Entries supplied:
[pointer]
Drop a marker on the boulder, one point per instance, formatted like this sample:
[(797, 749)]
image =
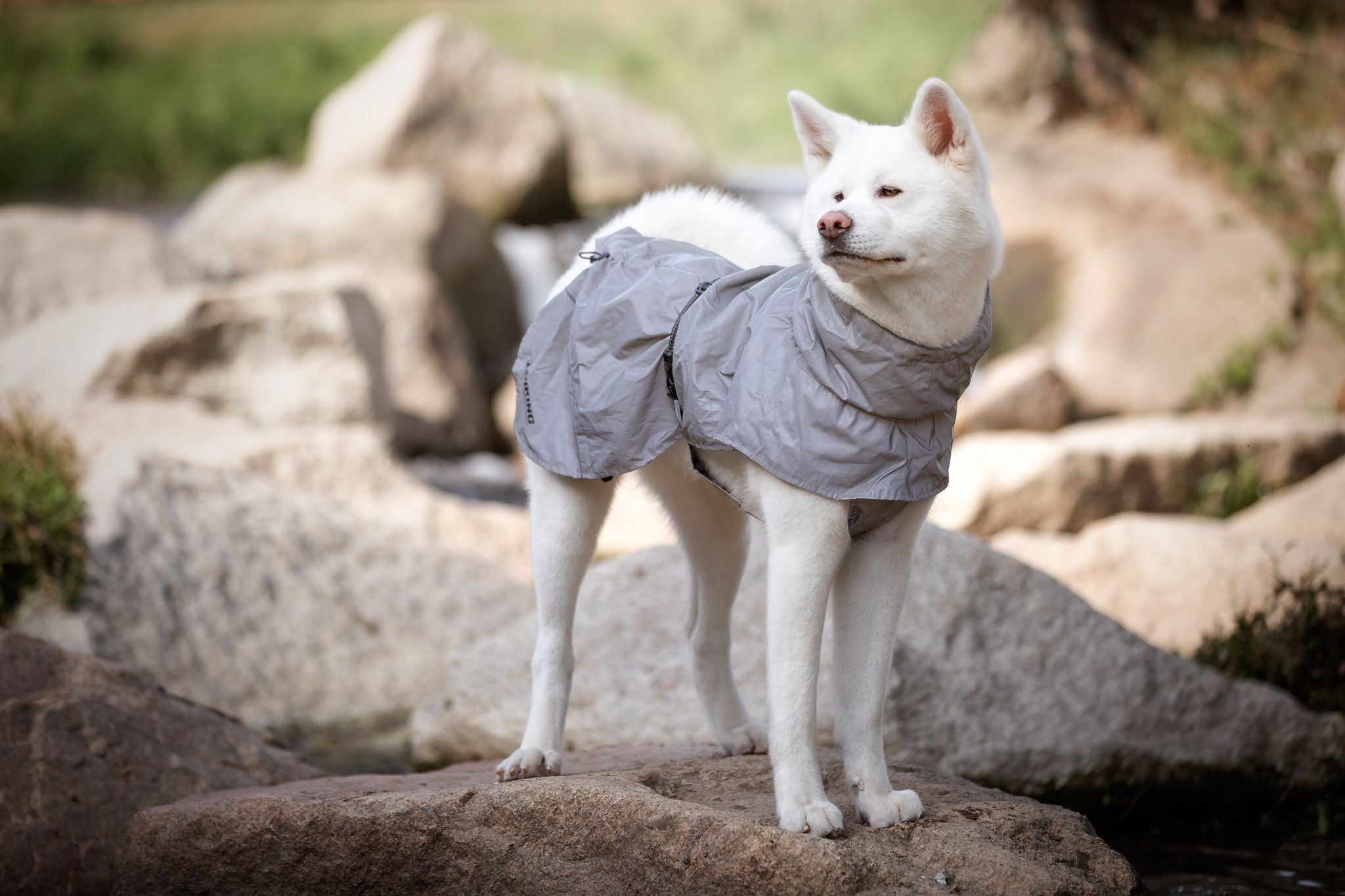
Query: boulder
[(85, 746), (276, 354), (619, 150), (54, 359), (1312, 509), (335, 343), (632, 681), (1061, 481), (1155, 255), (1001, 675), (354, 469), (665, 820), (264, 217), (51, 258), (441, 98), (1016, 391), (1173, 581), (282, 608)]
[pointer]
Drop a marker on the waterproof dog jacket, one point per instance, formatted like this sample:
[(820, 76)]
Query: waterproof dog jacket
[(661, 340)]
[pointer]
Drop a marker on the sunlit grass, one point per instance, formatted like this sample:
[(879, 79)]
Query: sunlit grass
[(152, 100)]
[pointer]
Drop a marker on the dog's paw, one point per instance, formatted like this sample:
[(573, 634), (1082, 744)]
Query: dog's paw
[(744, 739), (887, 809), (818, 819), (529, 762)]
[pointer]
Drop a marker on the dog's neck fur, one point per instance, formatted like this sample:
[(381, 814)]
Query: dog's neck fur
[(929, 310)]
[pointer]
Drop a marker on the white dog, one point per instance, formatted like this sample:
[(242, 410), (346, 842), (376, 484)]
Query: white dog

Directions:
Except for the pictures, the whole listing above should be transcribed exactly.

Finished task:
[pointer]
Drop a marker on the boulder, one point per instance, formatted like this sample:
[(797, 749)]
image =
Query: boulder
[(85, 746), (276, 354), (619, 150), (54, 359), (1312, 509), (335, 343), (632, 681), (1061, 481), (1155, 255), (1001, 675), (354, 469), (665, 820), (264, 217), (51, 258), (441, 98), (1016, 391), (1173, 581), (282, 608)]
[pointer]
Drop a marker on the waterproof dog jacket, one point per instance, formatted like this sample:
[(820, 76)]
Query: waterproof dog jacket
[(661, 340)]
[pointer]
Drop a marker on the sunlit grass, one point per instance, formatted like this sample:
[(879, 79)]
Query: sunlit grass
[(152, 100)]
[pointer]
Drop a marker on the dog's paw, one point per instance, formatted like this sample:
[(573, 634), (1082, 744)]
Query: dog's paw
[(744, 739), (887, 809), (818, 819), (529, 762)]
[pointer]
Drop a marker on the dog's neck fur, one point per instance, formatted like this sample:
[(381, 814)]
Query: dog's neck fur
[(929, 310)]
[pointer]
Drop a marker on the white dog, one point per instance, formatted like this sample:
[(242, 410), (346, 842), (376, 484)]
Query: white dog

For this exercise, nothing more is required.